(Instructions for the task)
Transcribe the whole listing without a single picture.

Image location labeling entries:
>> START

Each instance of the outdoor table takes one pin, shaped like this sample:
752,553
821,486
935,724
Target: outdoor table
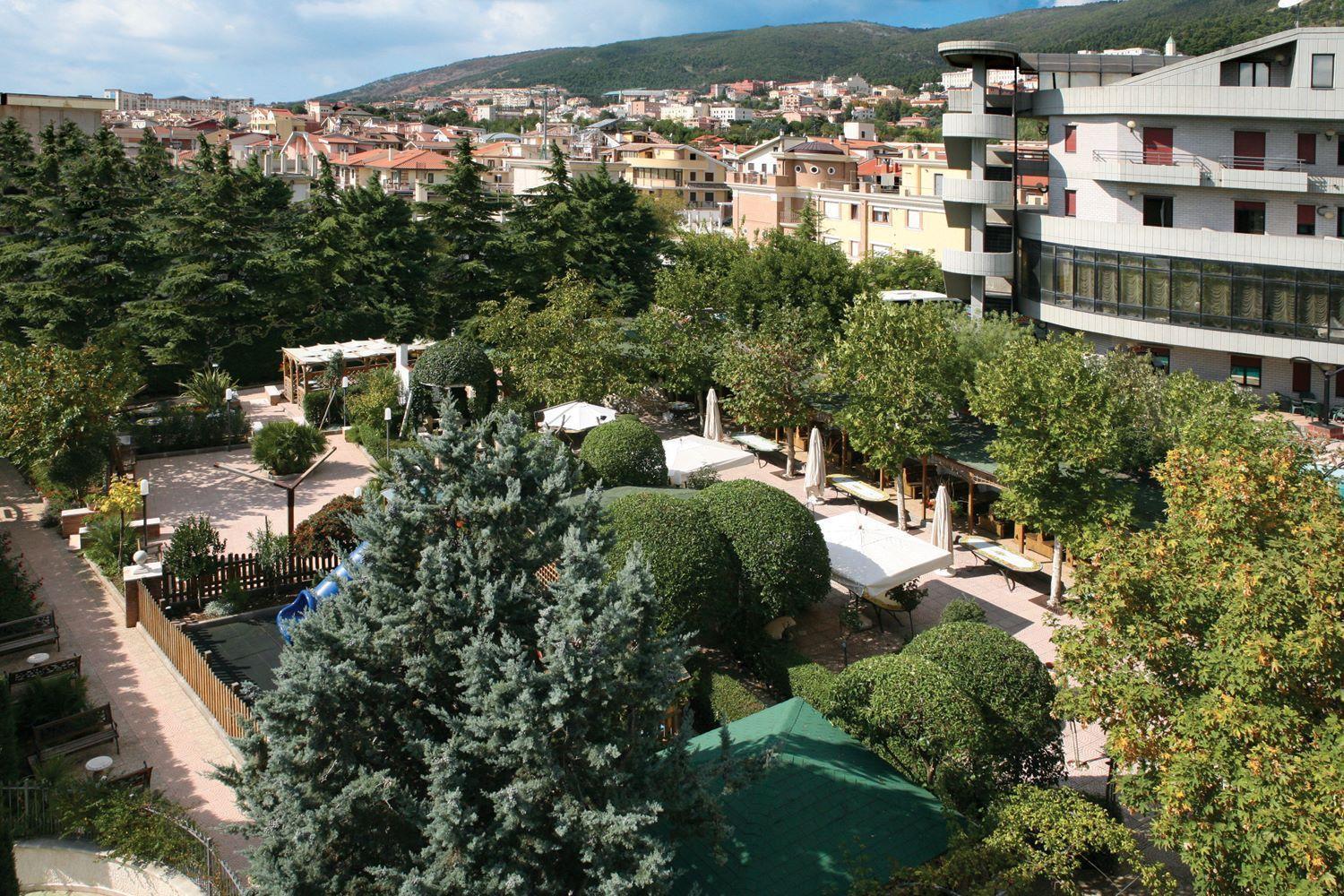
857,489
996,555
758,445
99,766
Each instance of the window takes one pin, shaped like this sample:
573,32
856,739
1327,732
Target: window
1253,74
1306,220
1306,150
1158,211
1246,371
1322,70
1249,218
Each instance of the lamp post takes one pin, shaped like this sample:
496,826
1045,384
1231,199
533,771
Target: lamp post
144,513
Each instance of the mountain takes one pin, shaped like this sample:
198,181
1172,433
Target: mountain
881,53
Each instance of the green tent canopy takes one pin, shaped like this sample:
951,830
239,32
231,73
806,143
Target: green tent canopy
823,812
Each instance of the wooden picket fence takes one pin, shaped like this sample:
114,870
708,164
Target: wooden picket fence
252,576
222,702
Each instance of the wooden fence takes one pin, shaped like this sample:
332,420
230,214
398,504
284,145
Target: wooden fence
249,573
234,716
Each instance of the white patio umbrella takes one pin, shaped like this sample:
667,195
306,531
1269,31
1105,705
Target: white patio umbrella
814,471
941,533
712,425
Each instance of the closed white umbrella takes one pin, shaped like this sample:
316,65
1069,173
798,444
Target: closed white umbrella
941,533
814,471
712,425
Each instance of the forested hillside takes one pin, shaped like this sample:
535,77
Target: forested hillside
881,53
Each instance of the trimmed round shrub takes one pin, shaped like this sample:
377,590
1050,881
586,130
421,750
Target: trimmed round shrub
690,562
911,712
328,525
454,362
781,555
962,610
625,452
287,447
1012,689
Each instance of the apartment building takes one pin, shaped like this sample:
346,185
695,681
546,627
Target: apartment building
695,179
867,207
1193,204
132,101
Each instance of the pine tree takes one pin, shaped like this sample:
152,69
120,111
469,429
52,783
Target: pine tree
451,724
462,217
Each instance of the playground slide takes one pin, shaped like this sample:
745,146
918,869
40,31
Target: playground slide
309,599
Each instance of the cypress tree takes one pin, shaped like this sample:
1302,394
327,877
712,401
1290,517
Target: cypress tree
451,724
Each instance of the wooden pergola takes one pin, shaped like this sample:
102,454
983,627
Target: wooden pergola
303,367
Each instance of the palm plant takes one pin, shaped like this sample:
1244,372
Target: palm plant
209,389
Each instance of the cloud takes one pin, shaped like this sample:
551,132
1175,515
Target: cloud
293,48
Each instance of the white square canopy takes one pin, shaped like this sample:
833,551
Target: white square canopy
690,452
575,417
870,556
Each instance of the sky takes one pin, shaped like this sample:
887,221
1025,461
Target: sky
296,48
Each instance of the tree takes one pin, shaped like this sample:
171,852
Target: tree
1061,438
58,402
769,374
1209,650
567,349
892,363
1032,837
448,723
462,217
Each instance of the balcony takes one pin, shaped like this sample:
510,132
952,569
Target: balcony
1163,167
972,125
1262,172
970,263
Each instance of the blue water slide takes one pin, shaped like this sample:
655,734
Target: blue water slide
309,599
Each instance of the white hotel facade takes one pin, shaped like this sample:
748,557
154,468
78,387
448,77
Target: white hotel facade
1196,204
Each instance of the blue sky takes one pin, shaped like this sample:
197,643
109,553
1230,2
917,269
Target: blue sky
293,48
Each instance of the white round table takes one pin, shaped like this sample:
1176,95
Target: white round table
99,764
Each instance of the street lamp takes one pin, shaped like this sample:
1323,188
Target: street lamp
144,513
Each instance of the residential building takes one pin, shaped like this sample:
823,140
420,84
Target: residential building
37,110
1195,204
132,101
886,209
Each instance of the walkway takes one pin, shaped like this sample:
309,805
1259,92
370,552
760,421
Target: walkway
159,720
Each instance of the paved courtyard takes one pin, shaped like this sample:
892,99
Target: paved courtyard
190,484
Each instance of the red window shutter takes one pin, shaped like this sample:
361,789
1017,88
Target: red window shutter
1306,150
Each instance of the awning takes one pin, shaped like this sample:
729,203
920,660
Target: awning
870,556
574,417
690,452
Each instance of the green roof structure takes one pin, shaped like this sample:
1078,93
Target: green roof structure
825,809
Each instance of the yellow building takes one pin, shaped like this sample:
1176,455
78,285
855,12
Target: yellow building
889,201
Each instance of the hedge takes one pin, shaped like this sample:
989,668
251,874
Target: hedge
1012,689
690,560
454,362
780,551
328,525
625,452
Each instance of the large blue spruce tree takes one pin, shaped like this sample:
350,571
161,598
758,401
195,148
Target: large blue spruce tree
452,724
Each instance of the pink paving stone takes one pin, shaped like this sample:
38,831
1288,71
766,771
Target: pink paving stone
158,719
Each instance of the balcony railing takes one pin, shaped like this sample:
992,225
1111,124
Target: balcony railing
1261,163
1150,158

>> END

(Answer below)
Each instance of the outdoor table takes one pin, shaped like this sample:
752,553
821,486
935,724
Target: outdoor table
857,489
996,555
758,445
99,766
Each instance of the window takes one pin, shaped like this sample:
573,32
856,739
1327,732
Target: window
1253,74
1306,220
1306,150
1158,211
1246,371
1322,70
1249,218
Each instance of the lamp post takes one pin, shaped like this sample:
496,826
1045,384
1231,199
533,771
Target: lamp post
144,513
Each instance of the mountain takes one pin, shaped like this sample:
198,181
1172,433
Target: mountain
881,53
Each instance of the green tent canopy takes one pin, shaped like this sample:
951,830
239,32
231,73
806,143
Target: green tent canopy
823,812
Each instance of the wooden picket fence takes one pin, shaped like this sample:
114,870
708,164
Target: wooden picket fence
252,576
222,702
Each instance of the wooden fence takes one pin, shaped like this sample:
332,420
230,214
398,504
284,145
Target: wooden fence
249,573
234,716
Each instance of the white patio umbrella takes one pin, shaped like this sample:
667,195
306,531
1269,31
1105,705
Target: white patio umbrella
814,471
941,533
712,425
Each instance of the closed white umbrella takes one pin, shaped like this sample:
316,65
1069,173
798,444
Target: closed white umbrella
941,533
814,471
712,425
Each instance of the forested hillside takes one pin, shaped like this sample:
535,77
Target: forested hillside
881,53
Each instance of the trimmed round shrub takes one pin, shaped like this sample:
377,590
1050,881
586,130
421,750
Target: trimmed round shrub
690,562
911,712
328,525
454,362
781,555
962,610
625,452
287,447
1012,689
Each instance of the apartment building takes one pin, shaped like this sample:
346,185
695,681
546,627
Target: apartment building
695,179
867,207
1193,204
132,101
Each instance of the pine tree takes one pin, shaped like this sample:
152,69
120,111
469,429
52,783
Target: pine tree
451,724
462,217
Each instance of the playground slide takes one pin, shaped like this sample:
745,146
918,869
40,31
Target: playground slide
309,599
Each instance of the cypress tree takes one pin, shaped like this sample:
1302,394
327,877
712,401
1290,517
Target: cypress tree
451,724
Each instance of the wooden pergola takes one pin, shaped like this sample:
102,454
983,627
Target: wooden pergola
303,367
Each instance of the palm plant takes one pin, shaped like this sample:
1244,372
Target: palm plant
209,389
Each instance of the cloud takes one pin, shaped like this sample:
551,132
1175,515
Target: cloud
293,48
Each instance of the white square canopy takes one pin, shaped like this sample:
833,551
Target: white square canopy
690,452
575,417
870,556
Each instance of the sky takes one pin, shaped like this sample:
887,221
1025,461
Target: sky
296,48
Each instance of the tree takes one pin, shaped like this sample:
171,852
Target: tree
1061,438
58,402
769,374
1209,650
567,349
892,363
1032,837
448,723
462,217
Each instance of the balcony takes one pin, shaped like this sample:
510,132
952,569
Target: balcony
1163,167
972,125
1262,172
970,263
Each instance of the blue water slide takes one pin, shaped like this sample:
655,734
Target: blue water slide
309,599
Each instance of the white hotel facade takes one pin, shaped like this sample:
748,557
154,468
78,387
448,77
Target: white hotel facade
1196,204
Each instance of the blue sky takes one pin, shaped like this sample:
197,643
109,553
1230,2
917,269
Target: blue sky
293,48
Each instance of the white round table takes one pin, shaped like this sample:
1176,95
Target: white round table
99,764
Each instance of the street lamp takes one pin, shaped like this sample:
1323,188
Target: street lamp
144,513
Each instance of the residential building takes one pin, shaped like this sample:
823,140
420,84
Target: residential building
37,110
1195,204
132,101
886,209
Each instance of the walkway takes one pin, shaped like this sample:
309,805
1259,92
370,552
760,421
Target: walkway
159,720
Each instance of the paved courtyard takes one pin, shaped like this sample:
892,99
Target: paved courtyard
190,484
Each instance of the red window shutter takes one pin, shaped like this sample:
361,789
1017,88
Target: red window shutter
1306,150
Each instance of the awning takes one pin, shaped like this sample:
729,203
920,660
Target: awning
870,556
574,417
690,452
Each instance of the green roof structure takes one pin, shaped like this sample:
1078,93
Target: green roof structure
825,809
Each instance of the yellow building takes one pin, shaped like this sample:
1176,455
78,285
855,12
Target: yellow building
889,201
Each instance of the hedge takes one pin, shaped like this sample:
989,668
251,874
Target: hedge
1012,689
690,560
454,362
780,551
328,525
625,452
Each instance of the large blue spruce tree takes one pin, shaped like this sample:
350,571
161,598
758,401
195,148
Target: large blue spruce tree
452,724
Each instance of the pink paving stone takes one pin, shaped like this sample:
38,831
1288,71
766,771
Target: pink paving stone
158,719
Each instance of the balcony railing takes one pin, shaped like this sample:
992,225
1111,124
Target: balcony railing
1261,163
1150,158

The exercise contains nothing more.